• [Supplied text]:
####################

THIS IS WHERE YOU CAN GET INTO TROUBLE
Modula-2 does a good job of insulating you from the
underlying peculiarities of your computer due to the strong
TYPE checking which it does. It can prevent you from making
many kinds of rather stupid blunders simply by forcing you
to follow its predefined conventions. There are times,
however, when you wish to ignore some of its help and do
something that is out of the ordinary. If you had a need to
directly interface with some external device, you would need
to get down to the nitty gritty of the operating system and
do some things that are outside of the realm of normal
programming practice. Modula-2 will allow you to do such
things but you will pay a price because you take the chance
of hopelessly confusing the system.
The principles taught in this chapter can lead you
directly into the operating system where you will have more
freedom than you would have thought possible with Modula-2,
but it will place more responsibility on you. This material
is only for the advanced programmer because it will require
a knowledge of the inner workings of the computer and the
operating system. Nevertheless, it would be good for you,
as a student of Modula-2, to at least read this material,
examine the example programs, and compile and run them. You
will then have a store of knowledge of these things so that
you can use them when you need them.

####################

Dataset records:
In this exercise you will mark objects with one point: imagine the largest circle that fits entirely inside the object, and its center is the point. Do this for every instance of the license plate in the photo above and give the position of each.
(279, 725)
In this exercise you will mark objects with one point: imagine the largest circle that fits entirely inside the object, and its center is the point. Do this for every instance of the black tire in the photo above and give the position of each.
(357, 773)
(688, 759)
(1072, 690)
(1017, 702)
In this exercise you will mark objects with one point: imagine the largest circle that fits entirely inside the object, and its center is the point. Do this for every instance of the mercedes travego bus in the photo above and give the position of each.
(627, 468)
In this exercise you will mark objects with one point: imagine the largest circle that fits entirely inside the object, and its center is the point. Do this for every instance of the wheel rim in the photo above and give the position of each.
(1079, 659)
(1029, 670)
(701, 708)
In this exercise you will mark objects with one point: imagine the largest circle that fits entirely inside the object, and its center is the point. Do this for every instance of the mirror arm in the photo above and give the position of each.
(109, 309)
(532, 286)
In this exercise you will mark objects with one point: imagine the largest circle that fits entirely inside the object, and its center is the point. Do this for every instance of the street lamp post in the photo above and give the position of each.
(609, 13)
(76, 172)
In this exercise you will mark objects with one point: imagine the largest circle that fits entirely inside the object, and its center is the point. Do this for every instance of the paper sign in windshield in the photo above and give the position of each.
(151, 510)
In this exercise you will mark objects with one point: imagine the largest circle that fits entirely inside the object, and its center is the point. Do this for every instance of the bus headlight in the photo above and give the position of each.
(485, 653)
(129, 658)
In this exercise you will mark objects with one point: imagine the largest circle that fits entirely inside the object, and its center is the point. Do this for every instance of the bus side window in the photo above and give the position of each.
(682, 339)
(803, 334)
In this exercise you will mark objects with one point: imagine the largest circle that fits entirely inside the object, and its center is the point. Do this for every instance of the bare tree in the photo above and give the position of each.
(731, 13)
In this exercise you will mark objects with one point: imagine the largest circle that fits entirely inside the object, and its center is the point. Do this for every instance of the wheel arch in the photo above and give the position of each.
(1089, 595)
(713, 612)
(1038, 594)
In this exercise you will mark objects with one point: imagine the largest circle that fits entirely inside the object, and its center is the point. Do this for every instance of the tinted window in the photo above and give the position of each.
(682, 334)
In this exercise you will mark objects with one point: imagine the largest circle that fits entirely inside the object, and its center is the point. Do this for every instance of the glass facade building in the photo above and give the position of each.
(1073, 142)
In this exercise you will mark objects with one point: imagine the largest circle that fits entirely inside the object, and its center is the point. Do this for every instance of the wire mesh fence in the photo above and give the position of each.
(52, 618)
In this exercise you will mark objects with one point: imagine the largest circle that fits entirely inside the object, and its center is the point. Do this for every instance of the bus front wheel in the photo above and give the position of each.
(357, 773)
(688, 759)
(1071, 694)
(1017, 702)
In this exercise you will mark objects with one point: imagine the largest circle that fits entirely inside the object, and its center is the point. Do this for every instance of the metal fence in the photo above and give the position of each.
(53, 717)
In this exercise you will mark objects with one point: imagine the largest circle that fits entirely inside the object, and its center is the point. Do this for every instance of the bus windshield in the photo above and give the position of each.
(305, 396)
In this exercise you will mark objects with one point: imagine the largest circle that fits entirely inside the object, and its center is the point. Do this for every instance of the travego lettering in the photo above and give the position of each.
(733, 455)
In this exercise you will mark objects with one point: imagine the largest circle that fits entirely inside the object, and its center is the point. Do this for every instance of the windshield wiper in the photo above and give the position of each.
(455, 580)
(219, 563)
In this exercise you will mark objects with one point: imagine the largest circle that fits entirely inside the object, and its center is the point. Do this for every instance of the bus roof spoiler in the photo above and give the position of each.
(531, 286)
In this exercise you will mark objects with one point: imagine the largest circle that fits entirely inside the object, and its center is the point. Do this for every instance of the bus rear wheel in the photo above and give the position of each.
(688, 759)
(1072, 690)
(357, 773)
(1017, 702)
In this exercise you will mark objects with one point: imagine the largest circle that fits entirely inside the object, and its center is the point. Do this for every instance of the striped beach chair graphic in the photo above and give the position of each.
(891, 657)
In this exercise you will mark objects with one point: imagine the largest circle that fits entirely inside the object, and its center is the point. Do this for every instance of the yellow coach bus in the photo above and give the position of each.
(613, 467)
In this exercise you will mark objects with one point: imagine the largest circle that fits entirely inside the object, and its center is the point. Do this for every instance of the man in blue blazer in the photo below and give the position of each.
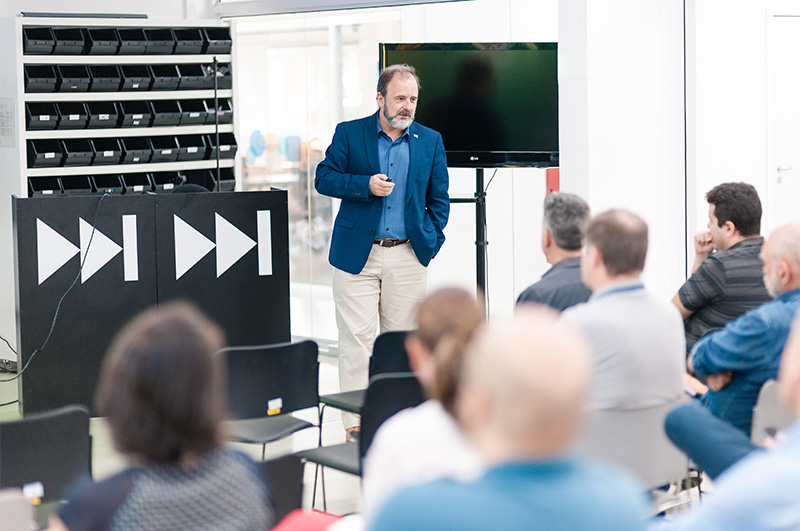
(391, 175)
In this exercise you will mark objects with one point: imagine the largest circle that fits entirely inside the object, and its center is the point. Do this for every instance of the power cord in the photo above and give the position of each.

####################

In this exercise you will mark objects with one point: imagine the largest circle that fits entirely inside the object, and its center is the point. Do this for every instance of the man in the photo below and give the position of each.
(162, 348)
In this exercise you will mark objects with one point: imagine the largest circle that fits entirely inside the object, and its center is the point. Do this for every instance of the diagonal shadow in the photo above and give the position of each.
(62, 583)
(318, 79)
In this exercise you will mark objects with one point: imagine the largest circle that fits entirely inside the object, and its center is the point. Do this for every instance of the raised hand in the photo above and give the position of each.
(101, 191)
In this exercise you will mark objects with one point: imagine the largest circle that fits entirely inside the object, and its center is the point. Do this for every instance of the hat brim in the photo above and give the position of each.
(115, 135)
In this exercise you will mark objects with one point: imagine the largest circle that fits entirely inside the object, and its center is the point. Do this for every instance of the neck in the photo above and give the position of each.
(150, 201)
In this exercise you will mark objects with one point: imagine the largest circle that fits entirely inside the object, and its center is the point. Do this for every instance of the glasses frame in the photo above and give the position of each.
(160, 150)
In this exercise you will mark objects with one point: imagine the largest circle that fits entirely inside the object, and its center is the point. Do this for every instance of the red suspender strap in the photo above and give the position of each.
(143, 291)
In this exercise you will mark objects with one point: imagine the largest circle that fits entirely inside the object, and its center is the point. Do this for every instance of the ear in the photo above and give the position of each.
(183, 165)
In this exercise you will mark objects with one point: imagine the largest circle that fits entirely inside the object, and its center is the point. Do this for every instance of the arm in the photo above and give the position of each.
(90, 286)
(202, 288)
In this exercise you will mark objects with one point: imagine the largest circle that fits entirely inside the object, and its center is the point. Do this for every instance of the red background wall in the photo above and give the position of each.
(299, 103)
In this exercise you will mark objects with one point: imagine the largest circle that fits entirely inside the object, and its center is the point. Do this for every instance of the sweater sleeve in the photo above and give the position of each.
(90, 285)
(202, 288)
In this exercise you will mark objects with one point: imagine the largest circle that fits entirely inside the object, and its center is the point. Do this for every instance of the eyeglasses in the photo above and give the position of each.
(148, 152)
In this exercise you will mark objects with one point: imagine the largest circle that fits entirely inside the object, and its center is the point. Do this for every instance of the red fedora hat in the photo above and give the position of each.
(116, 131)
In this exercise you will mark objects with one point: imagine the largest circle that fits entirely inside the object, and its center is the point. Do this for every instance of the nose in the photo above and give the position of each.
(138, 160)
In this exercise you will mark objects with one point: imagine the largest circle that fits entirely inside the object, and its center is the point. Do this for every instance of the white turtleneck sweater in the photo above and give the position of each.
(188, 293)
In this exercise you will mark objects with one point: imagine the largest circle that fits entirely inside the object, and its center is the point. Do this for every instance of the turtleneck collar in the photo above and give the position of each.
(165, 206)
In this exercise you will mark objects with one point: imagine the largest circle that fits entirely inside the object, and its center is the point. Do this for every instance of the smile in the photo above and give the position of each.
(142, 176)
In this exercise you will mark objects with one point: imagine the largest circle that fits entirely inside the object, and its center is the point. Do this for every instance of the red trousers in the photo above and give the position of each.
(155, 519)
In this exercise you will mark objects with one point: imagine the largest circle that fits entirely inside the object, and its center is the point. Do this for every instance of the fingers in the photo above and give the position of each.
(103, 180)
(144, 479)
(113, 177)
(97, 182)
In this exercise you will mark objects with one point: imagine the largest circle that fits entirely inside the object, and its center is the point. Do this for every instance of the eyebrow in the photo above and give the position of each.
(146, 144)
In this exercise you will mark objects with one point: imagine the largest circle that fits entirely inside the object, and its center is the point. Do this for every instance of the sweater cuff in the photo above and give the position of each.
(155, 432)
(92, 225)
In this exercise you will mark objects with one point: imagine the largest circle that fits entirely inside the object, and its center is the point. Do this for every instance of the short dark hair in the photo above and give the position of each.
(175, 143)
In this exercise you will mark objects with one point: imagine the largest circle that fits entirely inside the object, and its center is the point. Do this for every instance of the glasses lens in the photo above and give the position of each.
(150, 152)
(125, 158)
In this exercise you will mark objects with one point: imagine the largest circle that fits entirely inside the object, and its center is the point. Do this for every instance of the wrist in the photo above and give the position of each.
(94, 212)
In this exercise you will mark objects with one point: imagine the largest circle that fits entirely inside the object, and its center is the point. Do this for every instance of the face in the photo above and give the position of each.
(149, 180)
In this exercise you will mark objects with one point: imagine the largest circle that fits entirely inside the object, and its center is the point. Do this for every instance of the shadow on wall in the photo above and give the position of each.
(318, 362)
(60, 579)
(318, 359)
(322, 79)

####################

• [Written exercise 1]:
Write out the Modula-2 passage from "The principles taught" to "you need them.", substituting "experienced programmer" for "advanced programmer".
• [Written exercise 2]:
Sum up the Modula-2 passage in two sentences.

• [Task answer 1]:
The principles taught in this chapter can lead you
directly into the operating system where you will have more
freedom than you would have thought possible with Modula-2,
but it will place more responsibility on you. This material
is only for the experienced programmer because it will require
a knowledge of the inner workings of the computer and the
operating system. Nevertheless, it would be good for you,
as a student of Modula-2, to at least read this material,
examine the example programs, and compile and run them. You
will then have a store of knowledge of these things so that
you can use them when you need them.

• [Task answer 2]:
Modula-2's strong type checking shields you from your computer's quirks and prevents many blunders, but it lets you go outside normal programming practice, such as working directly with an external device, at the risk of confusing the system. The chapter's principles lead into the operating system and are meant for advanced programmers, yet students of Modula-2 are urged to at least read the material and compile and run the example programs.